◆ WHAT YOU HAVE TO DO
Rescale the items from the line containing "Mark one point per instance of the green" through the final line of the items, both included: write out every one of those lines again, requests unchanged, with each coordinate in the answers multiplied by 0.7 and rounded to a whole number, halves going up. Give only those lines.

[Begin EXTRACTED INFORMATION]

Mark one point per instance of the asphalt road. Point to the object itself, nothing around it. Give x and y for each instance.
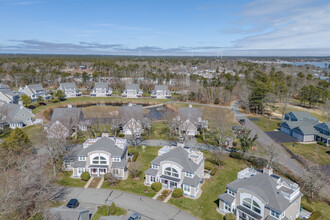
(147, 207)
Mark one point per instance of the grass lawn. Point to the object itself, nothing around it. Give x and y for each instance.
(34, 133)
(64, 179)
(159, 131)
(266, 124)
(88, 99)
(312, 152)
(205, 206)
(136, 185)
(318, 206)
(104, 211)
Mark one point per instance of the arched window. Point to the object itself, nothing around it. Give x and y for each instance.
(252, 204)
(99, 160)
(171, 172)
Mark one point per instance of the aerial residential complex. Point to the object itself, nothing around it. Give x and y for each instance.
(305, 127)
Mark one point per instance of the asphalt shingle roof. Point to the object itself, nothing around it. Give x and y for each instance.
(180, 156)
(104, 144)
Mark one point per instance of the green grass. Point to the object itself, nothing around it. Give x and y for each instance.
(159, 131)
(323, 207)
(312, 152)
(88, 99)
(64, 179)
(104, 211)
(35, 134)
(266, 124)
(136, 185)
(205, 206)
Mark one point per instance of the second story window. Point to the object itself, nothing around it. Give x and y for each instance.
(251, 204)
(171, 172)
(99, 160)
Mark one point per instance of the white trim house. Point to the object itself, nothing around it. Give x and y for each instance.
(177, 167)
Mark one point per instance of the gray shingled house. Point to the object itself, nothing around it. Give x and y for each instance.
(161, 92)
(101, 89)
(102, 155)
(305, 127)
(70, 89)
(14, 115)
(189, 121)
(65, 121)
(132, 91)
(261, 195)
(9, 96)
(34, 91)
(177, 167)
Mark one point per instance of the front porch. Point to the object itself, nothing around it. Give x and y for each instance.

[End EXTRACTED INFORMATION]

◆ RESULT FOR THIS EXERCISE
Mark one point per instance of the green grass. Point to the object itself, nothing around it. Give x and y for each instance.
(111, 92)
(226, 145)
(218, 106)
(62, 69)
(45, 125)
(73, 148)
(25, 94)
(186, 87)
(95, 130)
(144, 144)
Mark one point per instance of the second story window. Point to the object itself, nothing around it. Give x and y for each instance.
(176, 143)
(120, 120)
(69, 112)
Mark one point per instance of the white trim house. Point to the object itself, nothing around it. Give x and y for each instance.
(124, 117)
Mark one point per instance of the gray shingled house. Point to the object itself, nothing around it. Give x and y for each instance.
(113, 64)
(71, 62)
(71, 109)
(214, 89)
(49, 62)
(10, 81)
(132, 85)
(46, 85)
(92, 64)
(183, 137)
(6, 67)
(24, 64)
(124, 117)
Mark one point per instance of the front porch. Point to the object itself, nothing around it. Give x and y for each instance.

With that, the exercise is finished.